Work to be completed: Reproduce the entries verbatim, from their first line through the line containing "pixel 524 49", including both of those lines.

Input material:

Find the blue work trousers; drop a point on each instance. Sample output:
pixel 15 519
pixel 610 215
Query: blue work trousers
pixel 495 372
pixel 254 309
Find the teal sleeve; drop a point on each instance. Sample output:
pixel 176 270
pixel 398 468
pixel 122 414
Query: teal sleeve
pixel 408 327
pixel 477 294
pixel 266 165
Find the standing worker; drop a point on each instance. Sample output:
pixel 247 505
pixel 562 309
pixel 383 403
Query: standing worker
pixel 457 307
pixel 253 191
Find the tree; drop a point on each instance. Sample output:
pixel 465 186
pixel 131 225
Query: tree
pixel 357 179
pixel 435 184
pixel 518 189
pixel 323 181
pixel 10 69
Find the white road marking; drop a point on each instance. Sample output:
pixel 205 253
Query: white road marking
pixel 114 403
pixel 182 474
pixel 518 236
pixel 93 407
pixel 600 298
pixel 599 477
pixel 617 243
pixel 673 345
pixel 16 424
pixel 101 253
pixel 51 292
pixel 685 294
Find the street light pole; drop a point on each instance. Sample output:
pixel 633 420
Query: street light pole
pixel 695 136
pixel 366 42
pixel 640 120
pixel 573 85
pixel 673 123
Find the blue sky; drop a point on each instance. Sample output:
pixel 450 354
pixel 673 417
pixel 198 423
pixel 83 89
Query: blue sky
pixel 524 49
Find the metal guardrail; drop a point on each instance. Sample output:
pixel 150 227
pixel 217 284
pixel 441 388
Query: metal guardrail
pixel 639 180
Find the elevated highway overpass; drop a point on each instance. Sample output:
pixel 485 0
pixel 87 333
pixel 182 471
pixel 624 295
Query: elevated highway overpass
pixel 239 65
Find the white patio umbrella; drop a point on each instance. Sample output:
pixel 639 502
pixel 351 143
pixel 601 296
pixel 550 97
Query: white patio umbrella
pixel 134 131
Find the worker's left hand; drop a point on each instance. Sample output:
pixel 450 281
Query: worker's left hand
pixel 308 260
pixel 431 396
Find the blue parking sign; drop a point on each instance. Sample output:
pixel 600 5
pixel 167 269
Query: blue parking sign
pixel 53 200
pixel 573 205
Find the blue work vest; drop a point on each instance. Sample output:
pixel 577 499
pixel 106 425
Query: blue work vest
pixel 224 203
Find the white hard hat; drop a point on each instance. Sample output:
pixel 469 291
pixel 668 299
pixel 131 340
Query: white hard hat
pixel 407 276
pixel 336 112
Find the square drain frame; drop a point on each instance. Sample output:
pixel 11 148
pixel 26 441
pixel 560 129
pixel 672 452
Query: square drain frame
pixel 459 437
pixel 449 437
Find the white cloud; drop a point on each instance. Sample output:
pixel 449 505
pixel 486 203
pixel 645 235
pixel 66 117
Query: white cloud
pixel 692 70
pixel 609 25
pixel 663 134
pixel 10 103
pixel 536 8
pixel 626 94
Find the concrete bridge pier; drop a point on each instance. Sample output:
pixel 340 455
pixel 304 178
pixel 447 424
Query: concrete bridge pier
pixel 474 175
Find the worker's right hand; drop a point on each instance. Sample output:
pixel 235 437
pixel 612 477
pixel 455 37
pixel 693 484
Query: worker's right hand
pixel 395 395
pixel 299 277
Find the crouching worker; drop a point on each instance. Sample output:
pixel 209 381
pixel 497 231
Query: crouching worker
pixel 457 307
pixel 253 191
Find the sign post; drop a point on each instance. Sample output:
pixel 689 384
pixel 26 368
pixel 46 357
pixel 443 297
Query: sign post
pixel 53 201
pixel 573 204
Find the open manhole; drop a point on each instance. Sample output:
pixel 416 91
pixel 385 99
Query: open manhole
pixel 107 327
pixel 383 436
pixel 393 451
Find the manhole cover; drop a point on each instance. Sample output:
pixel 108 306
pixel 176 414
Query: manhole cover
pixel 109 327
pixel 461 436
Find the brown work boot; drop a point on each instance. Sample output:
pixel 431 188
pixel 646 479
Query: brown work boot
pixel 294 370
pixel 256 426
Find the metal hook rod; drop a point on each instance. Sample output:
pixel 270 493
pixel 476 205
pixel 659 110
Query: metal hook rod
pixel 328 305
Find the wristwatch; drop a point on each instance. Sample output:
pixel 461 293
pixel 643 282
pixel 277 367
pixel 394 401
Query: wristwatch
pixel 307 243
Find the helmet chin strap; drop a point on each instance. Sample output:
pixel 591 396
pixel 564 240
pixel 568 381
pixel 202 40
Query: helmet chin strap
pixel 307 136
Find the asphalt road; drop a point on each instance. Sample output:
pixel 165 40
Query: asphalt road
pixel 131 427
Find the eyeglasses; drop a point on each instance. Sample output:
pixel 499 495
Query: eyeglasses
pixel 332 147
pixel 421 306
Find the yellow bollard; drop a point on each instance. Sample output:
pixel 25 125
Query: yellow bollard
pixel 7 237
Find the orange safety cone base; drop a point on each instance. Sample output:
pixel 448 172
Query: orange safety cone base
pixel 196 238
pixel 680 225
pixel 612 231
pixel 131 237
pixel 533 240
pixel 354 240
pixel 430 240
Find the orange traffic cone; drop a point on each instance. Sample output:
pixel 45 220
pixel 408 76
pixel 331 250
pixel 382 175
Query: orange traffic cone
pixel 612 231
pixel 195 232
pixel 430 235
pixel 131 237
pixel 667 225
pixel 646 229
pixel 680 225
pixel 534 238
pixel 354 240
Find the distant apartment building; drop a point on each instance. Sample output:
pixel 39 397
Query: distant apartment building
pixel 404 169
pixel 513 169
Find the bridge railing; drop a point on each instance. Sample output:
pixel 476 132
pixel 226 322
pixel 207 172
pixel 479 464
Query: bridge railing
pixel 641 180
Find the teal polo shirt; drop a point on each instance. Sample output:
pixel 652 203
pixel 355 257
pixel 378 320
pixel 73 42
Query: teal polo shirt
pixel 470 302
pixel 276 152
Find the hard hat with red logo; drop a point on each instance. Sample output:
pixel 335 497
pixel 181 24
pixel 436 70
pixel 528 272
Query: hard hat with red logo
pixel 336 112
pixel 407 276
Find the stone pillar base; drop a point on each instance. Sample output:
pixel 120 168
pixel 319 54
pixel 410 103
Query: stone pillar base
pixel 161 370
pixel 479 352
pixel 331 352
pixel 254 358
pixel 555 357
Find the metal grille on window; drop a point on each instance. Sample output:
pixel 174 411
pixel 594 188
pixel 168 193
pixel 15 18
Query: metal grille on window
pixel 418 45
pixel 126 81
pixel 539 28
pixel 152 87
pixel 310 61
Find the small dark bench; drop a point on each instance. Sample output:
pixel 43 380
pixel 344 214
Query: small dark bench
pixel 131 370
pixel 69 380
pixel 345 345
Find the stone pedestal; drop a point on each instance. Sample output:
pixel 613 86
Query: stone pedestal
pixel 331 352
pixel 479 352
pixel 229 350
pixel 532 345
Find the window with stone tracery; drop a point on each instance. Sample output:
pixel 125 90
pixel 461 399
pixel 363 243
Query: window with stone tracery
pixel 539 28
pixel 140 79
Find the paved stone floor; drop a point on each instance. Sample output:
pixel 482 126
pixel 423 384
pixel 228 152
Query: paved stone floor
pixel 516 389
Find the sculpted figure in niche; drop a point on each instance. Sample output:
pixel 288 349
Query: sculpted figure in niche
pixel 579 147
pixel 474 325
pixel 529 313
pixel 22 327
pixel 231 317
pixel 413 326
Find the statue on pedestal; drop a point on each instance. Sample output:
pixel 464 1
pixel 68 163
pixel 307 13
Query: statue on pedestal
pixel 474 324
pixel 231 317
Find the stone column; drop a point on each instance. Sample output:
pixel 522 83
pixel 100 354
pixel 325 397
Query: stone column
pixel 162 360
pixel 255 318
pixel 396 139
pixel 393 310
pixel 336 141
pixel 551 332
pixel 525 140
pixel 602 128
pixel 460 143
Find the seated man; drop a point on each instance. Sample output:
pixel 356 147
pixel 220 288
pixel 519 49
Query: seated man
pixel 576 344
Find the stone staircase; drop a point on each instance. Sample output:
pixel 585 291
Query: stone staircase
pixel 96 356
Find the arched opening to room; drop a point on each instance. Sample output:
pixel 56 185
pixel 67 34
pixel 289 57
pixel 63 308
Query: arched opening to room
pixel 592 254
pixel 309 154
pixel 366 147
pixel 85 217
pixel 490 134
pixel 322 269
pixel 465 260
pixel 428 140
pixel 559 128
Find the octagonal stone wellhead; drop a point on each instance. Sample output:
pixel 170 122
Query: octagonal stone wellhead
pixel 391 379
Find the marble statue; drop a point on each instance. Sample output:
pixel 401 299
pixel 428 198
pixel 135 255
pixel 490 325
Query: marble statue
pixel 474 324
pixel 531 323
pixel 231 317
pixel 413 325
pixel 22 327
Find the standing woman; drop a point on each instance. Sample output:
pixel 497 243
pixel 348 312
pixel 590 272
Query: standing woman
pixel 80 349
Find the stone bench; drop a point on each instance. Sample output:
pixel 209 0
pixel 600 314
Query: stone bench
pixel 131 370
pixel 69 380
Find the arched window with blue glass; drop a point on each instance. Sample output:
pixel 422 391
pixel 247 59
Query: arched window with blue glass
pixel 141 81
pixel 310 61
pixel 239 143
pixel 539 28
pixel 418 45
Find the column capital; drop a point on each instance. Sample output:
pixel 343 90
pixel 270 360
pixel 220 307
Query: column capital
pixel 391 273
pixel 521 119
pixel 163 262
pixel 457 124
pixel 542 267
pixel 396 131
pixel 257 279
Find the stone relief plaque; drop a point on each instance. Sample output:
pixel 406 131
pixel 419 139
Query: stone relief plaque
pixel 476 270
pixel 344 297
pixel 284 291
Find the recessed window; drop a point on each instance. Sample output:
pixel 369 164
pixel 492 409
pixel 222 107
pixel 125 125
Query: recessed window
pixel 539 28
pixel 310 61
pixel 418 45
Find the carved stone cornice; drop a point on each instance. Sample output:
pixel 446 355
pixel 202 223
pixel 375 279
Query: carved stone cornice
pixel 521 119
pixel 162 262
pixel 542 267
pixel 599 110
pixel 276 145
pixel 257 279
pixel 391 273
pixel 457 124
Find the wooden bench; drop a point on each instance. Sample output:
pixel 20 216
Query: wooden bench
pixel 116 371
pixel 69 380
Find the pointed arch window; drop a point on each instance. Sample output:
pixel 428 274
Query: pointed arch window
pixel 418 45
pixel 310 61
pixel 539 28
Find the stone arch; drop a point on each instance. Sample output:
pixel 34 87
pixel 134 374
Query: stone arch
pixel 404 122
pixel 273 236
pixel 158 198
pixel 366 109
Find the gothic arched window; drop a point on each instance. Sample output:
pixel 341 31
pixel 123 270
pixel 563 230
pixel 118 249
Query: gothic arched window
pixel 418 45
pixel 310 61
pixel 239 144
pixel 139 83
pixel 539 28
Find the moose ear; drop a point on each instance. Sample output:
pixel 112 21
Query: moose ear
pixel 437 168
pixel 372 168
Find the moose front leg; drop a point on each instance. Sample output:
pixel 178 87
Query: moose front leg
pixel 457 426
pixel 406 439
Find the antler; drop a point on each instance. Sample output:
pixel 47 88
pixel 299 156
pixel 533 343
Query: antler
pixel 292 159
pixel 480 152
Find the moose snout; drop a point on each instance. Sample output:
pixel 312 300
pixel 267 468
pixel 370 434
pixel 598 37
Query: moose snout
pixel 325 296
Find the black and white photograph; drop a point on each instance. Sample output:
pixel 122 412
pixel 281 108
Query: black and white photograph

Task answer:
Find the blue work trousers; drop a point on each instance. Sample output:
pixel 15 519
pixel 610 215
Query: blue work trousers
pixel 495 372
pixel 254 309
Find the teal sleeve; drop a point on each instance. Sample output:
pixel 176 270
pixel 398 468
pixel 122 414
Query: teal sleeve
pixel 408 327
pixel 477 294
pixel 266 165
Find the standing worker; drop a point on each instance. Sample output:
pixel 247 505
pixel 562 309
pixel 383 403
Query: standing worker
pixel 457 307
pixel 253 191
Find the tree; drop a point on each instance. Sample output:
pixel 465 186
pixel 131 225
Query: tree
pixel 357 179
pixel 435 184
pixel 518 189
pixel 323 181
pixel 10 69
Find the white road marking; drop a point on each instance. Sample output:
pixel 205 253
Query: white road marking
pixel 114 403
pixel 182 474
pixel 518 236
pixel 93 407
pixel 600 298
pixel 599 477
pixel 617 243
pixel 673 345
pixel 16 424
pixel 101 253
pixel 51 292
pixel 685 294
Find the street light pole; drop a point on each instance. Sample output:
pixel 633 420
Query: street light pole
pixel 695 136
pixel 366 42
pixel 640 120
pixel 573 85
pixel 673 123
Find the blue sky; drop a point on each instance. Sample output:
pixel 450 354
pixel 673 417
pixel 198 423
pixel 83 89
Query: blue sky
pixel 524 49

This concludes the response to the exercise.